Recorded data -

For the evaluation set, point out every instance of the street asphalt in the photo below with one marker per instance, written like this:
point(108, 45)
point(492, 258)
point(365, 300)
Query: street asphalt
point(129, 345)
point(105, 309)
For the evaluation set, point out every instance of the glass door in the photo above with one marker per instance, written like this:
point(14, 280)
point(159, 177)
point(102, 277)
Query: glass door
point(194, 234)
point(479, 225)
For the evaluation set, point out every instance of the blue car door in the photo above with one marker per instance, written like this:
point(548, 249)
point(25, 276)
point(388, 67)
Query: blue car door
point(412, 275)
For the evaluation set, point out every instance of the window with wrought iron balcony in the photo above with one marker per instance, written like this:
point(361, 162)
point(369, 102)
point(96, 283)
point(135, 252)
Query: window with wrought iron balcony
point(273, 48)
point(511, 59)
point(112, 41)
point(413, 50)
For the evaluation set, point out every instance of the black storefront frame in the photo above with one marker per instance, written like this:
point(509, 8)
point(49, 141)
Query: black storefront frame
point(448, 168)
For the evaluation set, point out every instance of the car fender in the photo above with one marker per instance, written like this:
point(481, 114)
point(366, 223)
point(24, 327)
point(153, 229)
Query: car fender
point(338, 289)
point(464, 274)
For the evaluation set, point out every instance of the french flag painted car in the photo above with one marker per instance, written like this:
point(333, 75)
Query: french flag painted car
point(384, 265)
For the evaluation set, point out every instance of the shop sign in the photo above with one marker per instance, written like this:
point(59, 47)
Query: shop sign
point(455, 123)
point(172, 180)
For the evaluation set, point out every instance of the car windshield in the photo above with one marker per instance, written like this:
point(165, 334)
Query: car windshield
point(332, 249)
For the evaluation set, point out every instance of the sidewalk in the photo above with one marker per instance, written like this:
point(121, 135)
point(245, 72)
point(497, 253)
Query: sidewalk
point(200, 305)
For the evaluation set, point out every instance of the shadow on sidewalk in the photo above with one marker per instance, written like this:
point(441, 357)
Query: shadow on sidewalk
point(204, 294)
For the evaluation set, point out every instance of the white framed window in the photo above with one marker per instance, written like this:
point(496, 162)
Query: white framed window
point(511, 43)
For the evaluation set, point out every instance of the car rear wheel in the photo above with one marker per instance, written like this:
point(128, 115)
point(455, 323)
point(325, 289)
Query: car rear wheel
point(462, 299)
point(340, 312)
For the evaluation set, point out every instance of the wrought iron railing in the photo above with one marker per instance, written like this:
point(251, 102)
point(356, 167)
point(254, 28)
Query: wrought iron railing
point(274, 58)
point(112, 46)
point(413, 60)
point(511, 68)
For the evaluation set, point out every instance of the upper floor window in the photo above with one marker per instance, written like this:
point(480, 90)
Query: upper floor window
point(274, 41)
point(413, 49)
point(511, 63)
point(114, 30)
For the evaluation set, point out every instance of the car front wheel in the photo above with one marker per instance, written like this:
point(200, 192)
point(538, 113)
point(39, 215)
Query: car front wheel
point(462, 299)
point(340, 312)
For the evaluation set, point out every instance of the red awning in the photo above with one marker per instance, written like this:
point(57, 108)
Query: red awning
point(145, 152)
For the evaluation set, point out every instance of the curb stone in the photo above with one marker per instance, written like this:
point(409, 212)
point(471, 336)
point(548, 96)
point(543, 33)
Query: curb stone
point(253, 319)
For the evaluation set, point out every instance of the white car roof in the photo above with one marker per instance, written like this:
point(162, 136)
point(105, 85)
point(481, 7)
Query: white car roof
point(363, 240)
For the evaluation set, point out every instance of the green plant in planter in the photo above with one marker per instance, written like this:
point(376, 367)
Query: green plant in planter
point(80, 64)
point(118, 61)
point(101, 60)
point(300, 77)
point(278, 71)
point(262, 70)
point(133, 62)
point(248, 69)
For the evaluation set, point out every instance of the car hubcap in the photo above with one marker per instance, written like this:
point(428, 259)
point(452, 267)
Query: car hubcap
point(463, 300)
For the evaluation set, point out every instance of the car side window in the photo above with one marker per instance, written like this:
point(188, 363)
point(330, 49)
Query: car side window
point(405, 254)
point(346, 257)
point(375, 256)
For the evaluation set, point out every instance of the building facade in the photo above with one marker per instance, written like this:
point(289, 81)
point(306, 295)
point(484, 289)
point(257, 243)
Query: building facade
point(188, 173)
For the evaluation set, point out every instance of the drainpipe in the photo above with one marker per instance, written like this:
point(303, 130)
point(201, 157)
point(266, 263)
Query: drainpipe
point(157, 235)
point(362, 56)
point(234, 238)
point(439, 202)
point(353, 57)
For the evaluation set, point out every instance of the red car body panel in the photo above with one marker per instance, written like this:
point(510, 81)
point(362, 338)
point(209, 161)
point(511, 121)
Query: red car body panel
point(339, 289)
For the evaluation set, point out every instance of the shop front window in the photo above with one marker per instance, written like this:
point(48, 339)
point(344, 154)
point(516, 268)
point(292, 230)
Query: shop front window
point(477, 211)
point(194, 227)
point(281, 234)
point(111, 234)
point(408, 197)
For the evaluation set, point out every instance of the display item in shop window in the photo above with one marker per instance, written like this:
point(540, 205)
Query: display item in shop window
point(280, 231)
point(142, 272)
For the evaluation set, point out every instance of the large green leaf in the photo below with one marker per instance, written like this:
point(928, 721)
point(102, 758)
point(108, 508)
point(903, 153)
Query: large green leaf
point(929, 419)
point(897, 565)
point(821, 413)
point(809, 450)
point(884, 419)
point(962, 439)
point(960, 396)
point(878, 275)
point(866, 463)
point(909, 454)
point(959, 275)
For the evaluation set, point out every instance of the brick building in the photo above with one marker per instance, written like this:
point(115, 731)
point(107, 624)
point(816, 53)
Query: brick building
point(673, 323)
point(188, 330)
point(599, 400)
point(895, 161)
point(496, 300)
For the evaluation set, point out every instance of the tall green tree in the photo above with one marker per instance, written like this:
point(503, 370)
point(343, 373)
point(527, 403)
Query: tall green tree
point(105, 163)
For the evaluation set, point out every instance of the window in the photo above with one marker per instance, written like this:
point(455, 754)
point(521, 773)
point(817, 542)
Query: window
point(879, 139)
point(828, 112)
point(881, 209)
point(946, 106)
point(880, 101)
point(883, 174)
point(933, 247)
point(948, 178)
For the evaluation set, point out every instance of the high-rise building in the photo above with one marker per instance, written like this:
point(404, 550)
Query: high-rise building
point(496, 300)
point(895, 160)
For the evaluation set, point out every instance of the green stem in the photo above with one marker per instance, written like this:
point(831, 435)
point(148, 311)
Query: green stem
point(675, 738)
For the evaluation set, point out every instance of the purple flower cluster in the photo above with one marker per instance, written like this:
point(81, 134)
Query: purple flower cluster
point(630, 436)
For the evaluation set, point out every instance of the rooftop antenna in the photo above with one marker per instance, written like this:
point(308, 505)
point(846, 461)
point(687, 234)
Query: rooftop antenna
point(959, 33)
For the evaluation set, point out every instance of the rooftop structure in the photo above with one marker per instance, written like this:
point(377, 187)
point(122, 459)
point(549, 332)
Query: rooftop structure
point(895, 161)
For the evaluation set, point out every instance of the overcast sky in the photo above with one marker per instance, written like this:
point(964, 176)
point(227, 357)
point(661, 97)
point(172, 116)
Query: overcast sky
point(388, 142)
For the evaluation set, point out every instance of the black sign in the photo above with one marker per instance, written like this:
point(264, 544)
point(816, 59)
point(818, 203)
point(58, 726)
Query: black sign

Required task -
Put each line of the records above into a numbered list, omitting any blank lines.

Result for this task -
1. For the evaluation set, point out every instance of the street asphalt in the photo below with one marker per instance, written like this:
2. point(108, 45)
3. point(492, 258)
4. point(365, 300)
5. Query: street asphalt
6. point(129, 345)
7. point(105, 309)
8. For the evaluation set, point out every instance of the glass door in the photo above with one marker per instance, written like this:
9. point(14, 280)
10. point(159, 177)
11. point(102, 277)
12. Query: glass door
13. point(194, 234)
14. point(479, 225)
15. For the evaluation set, point out every instance of the blue car door in the photo above with one marker per instance, written like this:
16. point(548, 249)
17. point(25, 276)
18. point(388, 67)
19. Query: blue car door
20. point(412, 275)
21. For the evaluation set, point out every instance of the window with wrought iron balcony in the photo above with one marker per instance, written like this:
22. point(361, 162)
23. point(369, 102)
24. point(96, 283)
25. point(135, 252)
26. Query: window with wrought iron balcony
27. point(273, 48)
28. point(511, 59)
29. point(112, 41)
30. point(413, 50)
31. For the evaluation set, point out every instance of the black storefront frame in the photo above with one marker per instance, written like this:
32. point(509, 8)
33. point(49, 141)
34. Query: black storefront frame
35. point(448, 168)
36. For the evaluation set, point out every instance of the car fender in the photo above with one marker per instance, written like this:
37. point(481, 114)
38. point(366, 223)
39. point(24, 327)
40. point(153, 229)
41. Query: car fender
42. point(338, 289)
43. point(464, 274)
44. For the evaluation set, point out every instance of the french flag painted car in the photo above with one marker per instance, written like this:
45. point(333, 75)
46. Query: french flag painted car
47. point(384, 265)
48. For the evaluation set, point out every instance of the shop sign in the photo above with one marker per instance, written like this:
49. point(59, 47)
50. Query: shop sign
51. point(455, 123)
52. point(172, 180)
53. For the evaluation set, point out every instance of the car windshield in the photo above with one marker per instance, written like this:
54. point(165, 334)
55. Query: car windshield
56. point(332, 249)
57. For the evaluation set, point out every instance of the sidewalk in the photo above with one marker per instance, written like this:
58. point(121, 135)
59. point(245, 72)
60. point(497, 253)
61. Query: sidewalk
62. point(200, 305)
63. For the evaluation set, point out every instance of the shadow on sidewalk in the photo above with one marker per instance, written like this:
64. point(441, 357)
65. Query: shadow on sidewalk
66. point(204, 294)
67. For the evaluation set, point out every instance of the white framed window in the photo above with one marker per instance, written like this:
68. point(496, 162)
69. Query: white framed window
70. point(511, 43)
71. For the evaluation set, point out every instance of the car rear wheel in the photo above with one marker per instance, written like this:
72. point(128, 115)
73. point(455, 323)
74. point(325, 289)
75. Query: car rear wheel
76. point(462, 299)
77. point(340, 312)
78. For the evaluation set, point out every instance of the wrought iron railing in the photo above with one marker per instance, written like this:
79. point(251, 102)
80. point(356, 167)
81. point(254, 28)
82. Query: wrought iron railing
83. point(274, 58)
84. point(112, 46)
85. point(413, 60)
86. point(511, 68)
87. For the evaluation set, point out every instance of the upper floor window in the photo above with one marker per instance, written like this:
88. point(480, 90)
89. Query: upper floor window
90. point(274, 41)
91. point(413, 49)
92. point(511, 63)
93. point(114, 30)
94. For the evaluation set, point out every instance of the car front wheel in the photo above with one marker per instance, written like this:
95. point(200, 192)
96. point(538, 113)
97. point(39, 215)
98. Query: car front wheel
99. point(462, 299)
100. point(340, 312)
101. For the evaluation set, point out every instance of the red awning in the photo above with one marker per instance, written like this:
102. point(57, 108)
103. Query: red awning
104. point(145, 152)
105. For the evaluation set, point out every instance of the curb stone in the photo above with one marker per instance, written like this:
106. point(409, 212)
107. point(471, 336)
108. point(548, 96)
109. point(543, 33)
110. Query: curb stone
111. point(253, 319)
112. For the evaluation set, point out every instance of the white car roof in the photo above with one marker per instance, written like this:
113. point(162, 136)
114. point(105, 85)
115. point(481, 7)
116. Query: white car roof
117. point(363, 240)
118. For the evaluation set, point out every instance of the green plant in planter in the photo above with one marker per instance, written like this:
119. point(376, 367)
120. Query: green plant in planter
121. point(80, 64)
122. point(118, 61)
123. point(101, 60)
124. point(300, 77)
125. point(278, 71)
126. point(262, 70)
127. point(133, 62)
128. point(248, 69)
129. For the evaluation set, point out every instance of the car hubcap in the photo above with one marker per instance, written like this:
130. point(428, 259)
131. point(452, 267)
132. Query: car hubcap
133. point(463, 300)
134. For the evaluation set, point out every instance of the car side window in the photo above with one marker per instance, written like this:
135. point(188, 363)
136. point(330, 49)
137. Query: car side window
138. point(405, 254)
139. point(346, 257)
140. point(375, 256)
141. For the evaluation set, point out every instance of the building facade in the photo above with one marker per instance, written like this:
142. point(289, 81)
143. point(306, 295)
144. point(484, 289)
145. point(257, 243)
146. Query: building facade
147. point(188, 173)
148. For the evaluation set, point out every instance of the drainpipe in the photo above with one marker per instance, written like this:
149. point(303, 130)
150. point(201, 157)
151. point(266, 263)
152. Query: drainpipe
153. point(157, 235)
154. point(362, 56)
155. point(234, 238)
156. point(439, 202)
157. point(353, 57)
158. For the evaluation set, point out every instance of the red car body panel in the photo above with one marker per instance, written like this:
159. point(510, 81)
160. point(362, 338)
161. point(209, 161)
162. point(511, 121)
163. Query: red car body panel
164. point(339, 289)
165. For the evaluation set, point out every instance of the shop front window in the photo above with one marker per instance, written like this:
166. point(48, 339)
167. point(344, 154)
168. point(516, 268)
169. point(292, 230)
170. Query: shop front window
171. point(477, 211)
172. point(194, 227)
173. point(281, 234)
174. point(111, 234)
175. point(408, 197)
176. For the evaluation set, point out every instance of the display item in shop window in the photo above with one marker per instance, written like this:
177. point(540, 205)
178. Query: display item in shop window
179. point(280, 231)
180. point(142, 272)
181. For the evaluation set, point out every instance of the large green leaf in the photo below with one marker per instance, written like this:
182. point(928, 721)
183. point(102, 758)
184. point(108, 508)
185. point(903, 153)
186. Query: large green leaf
187. point(929, 419)
188. point(897, 565)
189. point(821, 413)
190. point(809, 450)
191. point(884, 419)
192. point(962, 439)
193. point(960, 396)
194. point(878, 275)
195. point(866, 463)
196. point(909, 454)
197. point(959, 275)
198. For the evaluation set, point out every instance of the brick building in the photo above with one marker per instance, written like this:
199. point(115, 731)
200. point(107, 624)
201. point(816, 53)
202. Query: brick building
203. point(673, 323)
204. point(188, 330)
205. point(599, 400)
206. point(895, 161)
207. point(496, 300)
208. For the evaluation set, point out every instance of the tall green tree in the photo above with one marker per instance, written like this:
209. point(503, 370)
210. point(343, 373)
211. point(527, 403)
212. Query: tall green tree
213. point(105, 163)
214. For the evaluation set, point out every instance of the window in the photo above with one marker per instance, written like this:
215. point(455, 754)
216. point(521, 773)
217. point(817, 542)
218. Query: window
219. point(879, 139)
220. point(828, 112)
221. point(881, 209)
222. point(946, 106)
223. point(880, 101)
224. point(883, 174)
225. point(933, 247)
226. point(948, 178)
227. For the evaluation set, point out every instance of the high-rise building in the photo above with one marker per instance, written like this:
228. point(404, 550)
229. Query: high-rise building
230. point(496, 300)
231. point(895, 160)
232. For the evaluation set, point out every instance of the green stem in the photo above with one marker per instance, written like this:
233. point(831, 435)
234. point(148, 311)
235. Query: green stem
236. point(675, 738)
237. For the evaluation set, point out every instance of the purple flower cluster in the photo above with one marker per instance, written like this:
238. point(81, 134)
239. Query: purple flower cluster
240. point(630, 436)
241. For the evaluation set, point out every instance of the rooftop antenna in the photo above with one marker per instance, written like this:
242. point(308, 505)
243. point(846, 461)
244. point(687, 234)
245. Query: rooftop antenna
246. point(959, 33)
247. For the evaluation set, point out every instance of the rooftop structure in the photo above with one marker per instance, written like this:
248. point(377, 187)
249. point(122, 459)
250. point(549, 332)
251. Query: rooftop structure
252. point(895, 161)
253. For the evaluation set, point out every instance of the overcast sky in the photo above with one marker per instance, written like this:
254. point(964, 176)
255. point(227, 357)
256. point(661, 97)
257. point(172, 116)
258. Query: overcast sky
259. point(388, 142)
260. For the evaluation set, point out every instance of the black sign in the photo above with one marker per instance, written like this:
261. point(264, 544)
262. point(816, 59)
263. point(818, 203)
264. point(58, 726)
265. Query: black sign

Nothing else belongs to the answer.